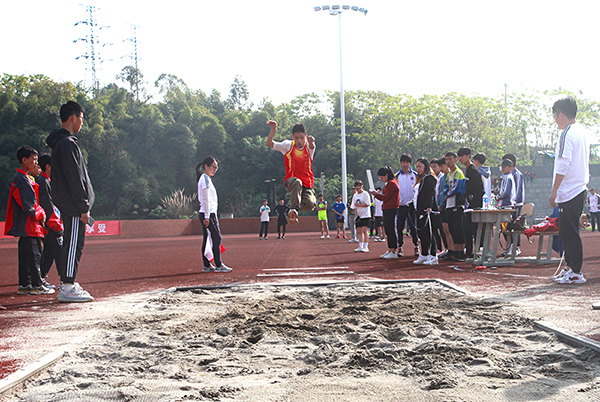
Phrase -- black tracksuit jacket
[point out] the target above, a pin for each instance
(72, 190)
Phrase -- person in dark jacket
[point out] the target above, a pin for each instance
(425, 206)
(54, 227)
(25, 219)
(474, 198)
(73, 194)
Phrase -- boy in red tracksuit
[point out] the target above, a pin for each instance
(298, 154)
(25, 219)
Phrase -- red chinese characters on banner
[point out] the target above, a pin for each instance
(99, 228)
(2, 236)
(103, 228)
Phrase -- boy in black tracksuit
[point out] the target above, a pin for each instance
(474, 194)
(74, 196)
(53, 239)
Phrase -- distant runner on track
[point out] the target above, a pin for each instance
(299, 179)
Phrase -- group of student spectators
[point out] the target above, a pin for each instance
(430, 201)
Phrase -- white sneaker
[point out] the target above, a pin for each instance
(75, 295)
(293, 216)
(431, 260)
(571, 277)
(223, 268)
(421, 259)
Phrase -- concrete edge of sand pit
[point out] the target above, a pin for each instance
(322, 283)
(25, 373)
(569, 336)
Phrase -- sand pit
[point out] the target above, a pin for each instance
(401, 342)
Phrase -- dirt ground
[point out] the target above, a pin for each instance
(396, 342)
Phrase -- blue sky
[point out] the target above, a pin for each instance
(284, 48)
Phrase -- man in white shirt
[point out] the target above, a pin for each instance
(571, 176)
(406, 178)
(592, 201)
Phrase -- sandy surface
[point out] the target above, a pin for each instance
(402, 342)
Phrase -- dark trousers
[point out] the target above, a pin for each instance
(406, 212)
(264, 228)
(595, 220)
(455, 224)
(516, 237)
(425, 229)
(389, 225)
(30, 258)
(438, 231)
(281, 224)
(73, 242)
(52, 251)
(215, 237)
(568, 228)
(470, 229)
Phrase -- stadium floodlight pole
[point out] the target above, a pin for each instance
(337, 10)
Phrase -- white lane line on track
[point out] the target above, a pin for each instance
(303, 269)
(308, 273)
(501, 274)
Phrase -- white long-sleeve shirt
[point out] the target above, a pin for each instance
(207, 195)
(572, 159)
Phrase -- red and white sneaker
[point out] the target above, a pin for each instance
(571, 277)
(293, 216)
(562, 273)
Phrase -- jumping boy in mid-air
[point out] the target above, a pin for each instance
(299, 179)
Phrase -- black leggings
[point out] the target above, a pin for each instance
(425, 230)
(389, 224)
(568, 228)
(215, 237)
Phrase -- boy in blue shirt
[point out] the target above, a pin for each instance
(338, 209)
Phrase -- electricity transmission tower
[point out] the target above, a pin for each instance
(92, 52)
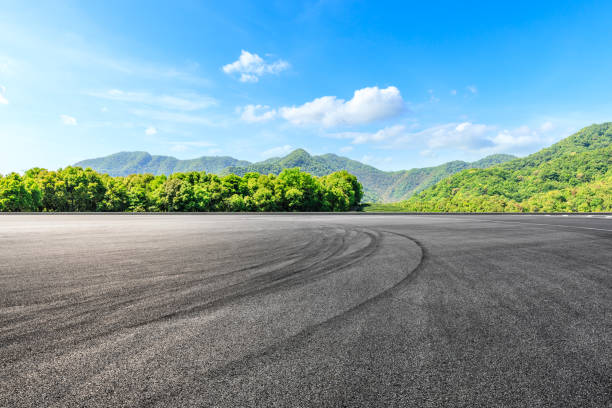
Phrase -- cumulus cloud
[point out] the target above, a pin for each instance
(277, 151)
(3, 100)
(68, 120)
(251, 67)
(367, 105)
(181, 102)
(250, 113)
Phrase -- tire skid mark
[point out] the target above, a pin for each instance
(96, 304)
(278, 279)
(299, 339)
(301, 270)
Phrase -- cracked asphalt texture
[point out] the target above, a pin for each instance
(302, 310)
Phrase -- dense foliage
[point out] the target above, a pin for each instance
(378, 185)
(125, 163)
(572, 175)
(78, 189)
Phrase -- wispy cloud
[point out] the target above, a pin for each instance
(176, 117)
(3, 100)
(182, 102)
(466, 136)
(68, 120)
(250, 113)
(187, 145)
(366, 106)
(277, 151)
(387, 133)
(251, 67)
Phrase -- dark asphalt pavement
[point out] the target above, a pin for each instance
(305, 310)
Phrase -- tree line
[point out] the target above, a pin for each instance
(571, 182)
(77, 189)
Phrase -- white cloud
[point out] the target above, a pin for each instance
(249, 113)
(376, 161)
(367, 105)
(475, 137)
(187, 145)
(176, 117)
(387, 133)
(181, 102)
(277, 151)
(466, 136)
(68, 120)
(547, 126)
(3, 100)
(178, 148)
(251, 67)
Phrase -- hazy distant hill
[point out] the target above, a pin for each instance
(378, 185)
(574, 174)
(124, 163)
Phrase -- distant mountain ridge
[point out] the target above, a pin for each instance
(574, 174)
(378, 185)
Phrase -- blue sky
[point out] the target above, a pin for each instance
(394, 84)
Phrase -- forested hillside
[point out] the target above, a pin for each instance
(378, 185)
(574, 174)
(77, 189)
(126, 163)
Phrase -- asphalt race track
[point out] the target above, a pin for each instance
(305, 310)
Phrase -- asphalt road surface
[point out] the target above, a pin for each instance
(305, 310)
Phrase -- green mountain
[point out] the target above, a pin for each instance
(574, 174)
(378, 185)
(125, 163)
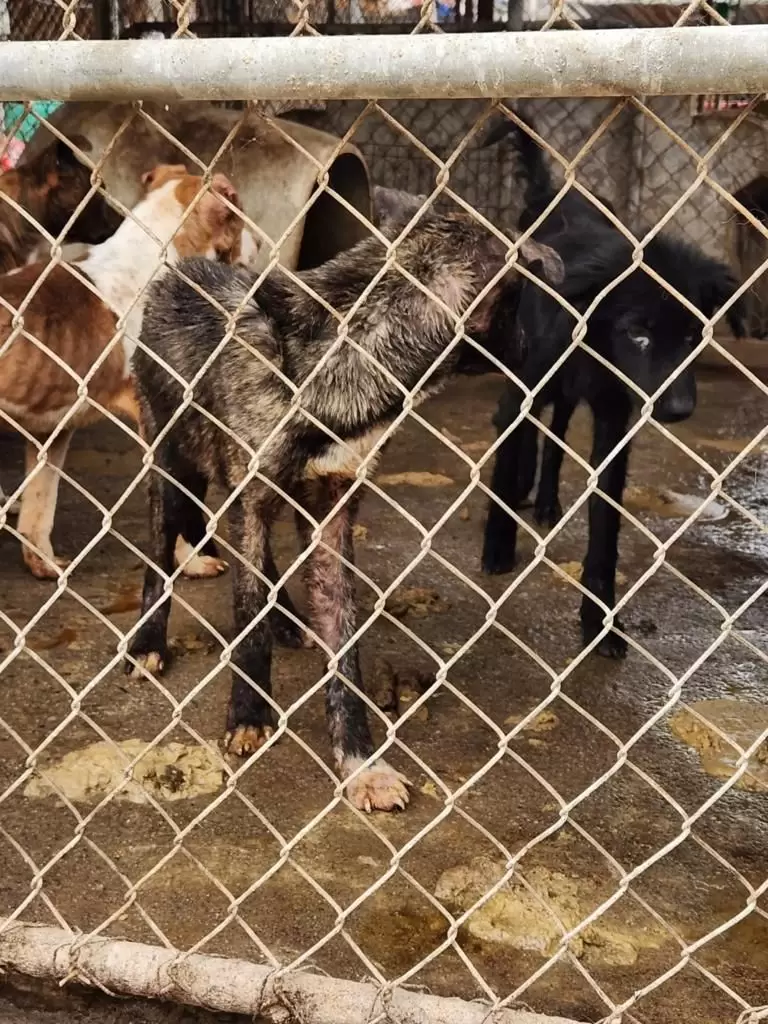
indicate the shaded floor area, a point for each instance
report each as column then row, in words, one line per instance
column 238, row 870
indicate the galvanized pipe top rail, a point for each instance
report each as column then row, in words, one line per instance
column 599, row 62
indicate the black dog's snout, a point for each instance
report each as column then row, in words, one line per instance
column 674, row 409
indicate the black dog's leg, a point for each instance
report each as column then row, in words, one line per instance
column 511, row 481
column 206, row 562
column 250, row 722
column 547, row 509
column 332, row 603
column 148, row 649
column 604, row 521
column 285, row 631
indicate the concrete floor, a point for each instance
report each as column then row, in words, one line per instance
column 682, row 897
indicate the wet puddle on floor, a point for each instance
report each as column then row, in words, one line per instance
column 168, row 772
column 534, row 915
column 673, row 505
column 705, row 725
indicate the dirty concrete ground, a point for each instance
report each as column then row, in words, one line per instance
column 507, row 805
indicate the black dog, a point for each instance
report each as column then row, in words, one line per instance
column 308, row 448
column 638, row 327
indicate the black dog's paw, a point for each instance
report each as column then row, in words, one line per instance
column 148, row 652
column 498, row 558
column 287, row 633
column 611, row 645
column 547, row 514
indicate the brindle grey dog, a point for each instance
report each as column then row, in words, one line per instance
column 400, row 335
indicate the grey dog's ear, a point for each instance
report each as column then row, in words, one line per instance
column 544, row 261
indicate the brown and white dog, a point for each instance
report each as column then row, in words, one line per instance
column 50, row 188
column 39, row 382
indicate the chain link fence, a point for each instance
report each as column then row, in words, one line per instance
column 584, row 837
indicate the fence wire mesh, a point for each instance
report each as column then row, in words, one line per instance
column 585, row 836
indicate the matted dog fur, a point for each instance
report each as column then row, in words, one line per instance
column 402, row 342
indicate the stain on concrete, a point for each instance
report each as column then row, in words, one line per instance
column 576, row 569
column 414, row 479
column 169, row 772
column 532, row 916
column 706, row 726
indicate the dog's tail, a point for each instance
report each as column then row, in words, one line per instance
column 532, row 172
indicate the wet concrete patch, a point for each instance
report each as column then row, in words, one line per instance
column 535, row 914
column 673, row 505
column 168, row 772
column 710, row 724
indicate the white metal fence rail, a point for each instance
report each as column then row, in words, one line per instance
column 633, row 64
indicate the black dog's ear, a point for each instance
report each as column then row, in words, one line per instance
column 544, row 261
column 716, row 292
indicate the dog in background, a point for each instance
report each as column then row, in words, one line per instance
column 39, row 385
column 638, row 327
column 50, row 188
column 313, row 456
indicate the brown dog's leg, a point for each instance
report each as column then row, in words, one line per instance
column 39, row 508
column 331, row 594
column 250, row 721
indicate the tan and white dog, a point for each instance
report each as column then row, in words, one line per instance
column 75, row 327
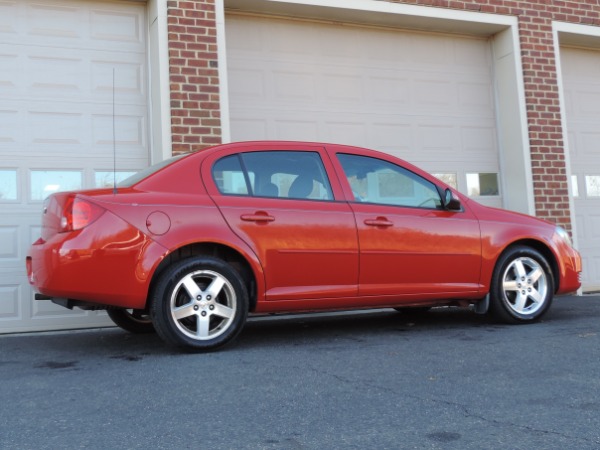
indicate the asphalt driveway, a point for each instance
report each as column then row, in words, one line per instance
column 378, row 379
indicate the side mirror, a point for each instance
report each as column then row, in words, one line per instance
column 451, row 202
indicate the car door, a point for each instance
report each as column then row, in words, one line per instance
column 409, row 244
column 281, row 202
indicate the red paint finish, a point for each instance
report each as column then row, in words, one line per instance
column 327, row 247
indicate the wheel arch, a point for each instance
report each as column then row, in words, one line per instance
column 228, row 254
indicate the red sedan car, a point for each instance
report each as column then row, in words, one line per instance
column 191, row 246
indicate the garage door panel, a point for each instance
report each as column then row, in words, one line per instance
column 296, row 130
column 581, row 75
column 11, row 300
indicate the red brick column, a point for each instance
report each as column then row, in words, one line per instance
column 546, row 137
column 194, row 78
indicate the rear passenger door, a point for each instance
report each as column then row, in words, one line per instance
column 282, row 203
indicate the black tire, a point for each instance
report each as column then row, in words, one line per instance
column 522, row 286
column 199, row 303
column 133, row 320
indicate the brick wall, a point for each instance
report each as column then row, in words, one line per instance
column 194, row 78
column 195, row 97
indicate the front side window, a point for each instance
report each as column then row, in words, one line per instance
column 377, row 181
column 275, row 174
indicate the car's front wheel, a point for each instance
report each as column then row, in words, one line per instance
column 132, row 320
column 522, row 286
column 199, row 303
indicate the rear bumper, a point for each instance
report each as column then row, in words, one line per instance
column 107, row 263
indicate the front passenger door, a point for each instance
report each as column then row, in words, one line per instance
column 409, row 244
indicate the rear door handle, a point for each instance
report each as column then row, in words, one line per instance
column 258, row 216
column 379, row 222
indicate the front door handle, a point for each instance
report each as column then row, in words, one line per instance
column 258, row 216
column 379, row 222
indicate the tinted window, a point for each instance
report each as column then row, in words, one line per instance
column 376, row 181
column 278, row 174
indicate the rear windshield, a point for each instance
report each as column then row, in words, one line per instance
column 139, row 176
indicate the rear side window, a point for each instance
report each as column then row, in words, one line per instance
column 275, row 174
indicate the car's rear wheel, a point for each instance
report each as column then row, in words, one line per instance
column 199, row 303
column 132, row 320
column 522, row 286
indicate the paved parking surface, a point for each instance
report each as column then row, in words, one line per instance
column 379, row 379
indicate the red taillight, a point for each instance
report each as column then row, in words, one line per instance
column 78, row 213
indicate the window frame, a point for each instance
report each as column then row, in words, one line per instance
column 413, row 176
column 242, row 158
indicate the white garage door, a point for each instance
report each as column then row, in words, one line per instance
column 581, row 76
column 427, row 98
column 57, row 59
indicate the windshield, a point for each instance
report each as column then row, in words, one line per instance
column 139, row 176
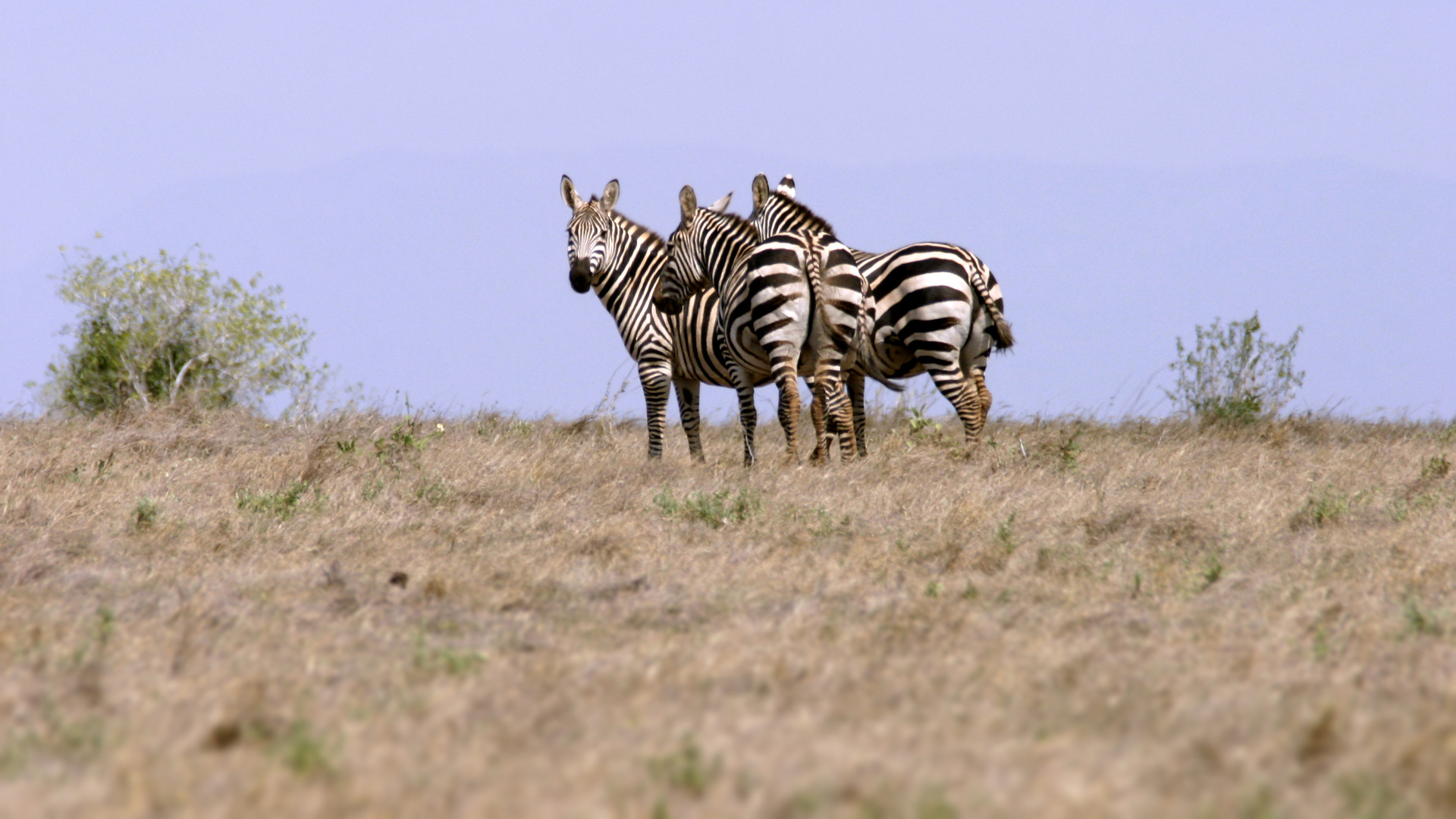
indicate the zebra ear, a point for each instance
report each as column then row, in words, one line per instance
column 568, row 193
column 689, row 200
column 761, row 191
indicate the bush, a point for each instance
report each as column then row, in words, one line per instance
column 153, row 330
column 1234, row 373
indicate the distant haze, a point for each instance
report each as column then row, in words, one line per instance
column 1126, row 175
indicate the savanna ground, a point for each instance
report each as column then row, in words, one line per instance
column 209, row 614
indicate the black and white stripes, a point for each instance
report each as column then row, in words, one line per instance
column 778, row 297
column 622, row 261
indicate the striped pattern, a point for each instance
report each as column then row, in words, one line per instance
column 836, row 293
column 938, row 311
column 622, row 261
column 710, row 253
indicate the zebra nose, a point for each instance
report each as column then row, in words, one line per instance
column 582, row 276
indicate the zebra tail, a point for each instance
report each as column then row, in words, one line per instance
column 865, row 346
column 1001, row 330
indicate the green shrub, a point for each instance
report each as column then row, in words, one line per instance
column 1323, row 509
column 153, row 330
column 715, row 509
column 281, row 504
column 1234, row 373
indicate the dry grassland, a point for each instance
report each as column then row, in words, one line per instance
column 210, row 615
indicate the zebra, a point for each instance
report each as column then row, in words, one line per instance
column 622, row 261
column 938, row 311
column 935, row 309
column 766, row 303
column 842, row 308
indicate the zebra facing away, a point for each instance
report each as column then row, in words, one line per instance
column 622, row 261
column 937, row 309
column 842, row 311
column 767, row 311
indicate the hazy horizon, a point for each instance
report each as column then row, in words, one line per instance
column 1128, row 174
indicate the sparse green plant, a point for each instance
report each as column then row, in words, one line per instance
column 1369, row 798
column 302, row 751
column 918, row 422
column 932, row 805
column 1234, row 373
column 1212, row 570
column 145, row 515
column 686, row 770
column 1321, row 509
column 437, row 659
column 435, row 491
column 1436, row 468
column 373, row 488
column 281, row 504
column 1419, row 620
column 717, row 509
column 153, row 330
column 1069, row 449
column 408, row 438
column 821, row 522
column 1005, row 534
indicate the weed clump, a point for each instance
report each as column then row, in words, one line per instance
column 153, row 330
column 1321, row 509
column 145, row 515
column 686, row 770
column 1234, row 375
column 715, row 509
column 436, row 659
column 281, row 504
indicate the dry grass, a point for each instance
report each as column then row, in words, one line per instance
column 213, row 615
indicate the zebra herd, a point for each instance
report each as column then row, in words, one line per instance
column 740, row 302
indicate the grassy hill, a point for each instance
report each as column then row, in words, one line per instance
column 210, row 614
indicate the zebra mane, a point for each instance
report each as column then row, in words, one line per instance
column 800, row 213
column 647, row 235
column 733, row 223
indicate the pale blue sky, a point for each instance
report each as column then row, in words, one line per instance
column 1128, row 169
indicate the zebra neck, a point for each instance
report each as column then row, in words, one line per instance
column 634, row 267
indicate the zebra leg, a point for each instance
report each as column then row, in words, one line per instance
column 655, row 379
column 747, row 413
column 817, row 416
column 963, row 395
column 840, row 417
column 688, row 410
column 856, row 406
column 783, row 360
column 979, row 375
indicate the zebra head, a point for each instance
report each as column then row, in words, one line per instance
column 686, row 271
column 778, row 212
column 588, row 234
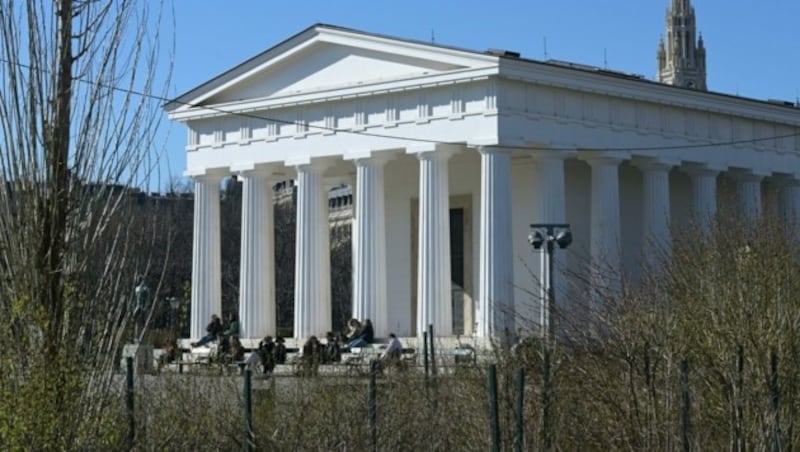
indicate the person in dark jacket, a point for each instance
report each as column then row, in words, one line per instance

★ ★ ★ ★ ★ ★ ★

What is needed is a word-for-word copy of the lines from the start of the data to the line with "Phrase -- white sneaker", inclusive, with no pictures in it.

Phrase -- black tracksuit jacket
[point out] the target above, a pin for each instance
(72, 190)
Phrase -- person in dark jacket
[point out] the target above, a pin for each instance
(425, 206)
(54, 227)
(25, 219)
(474, 198)
(73, 194)
Phrase -- boy in red tracksuit
[point out] the target above, a pin for each instance
(298, 154)
(25, 219)
Phrase -- red chinese characters on banner
[point out] the target above, a pin for each instance
(99, 228)
(2, 236)
(103, 228)
Phrase -- boy in black tracksuit
[point out] the target above, a pin for each instance
(474, 194)
(74, 196)
(53, 239)
Phrase -- distant runner on track
[point out] the target above, a pin for each instance
(299, 179)
Phrase -- group of student spectators
[point out] the target above, a pin for each instance
(430, 201)
Phrase -- white sneaker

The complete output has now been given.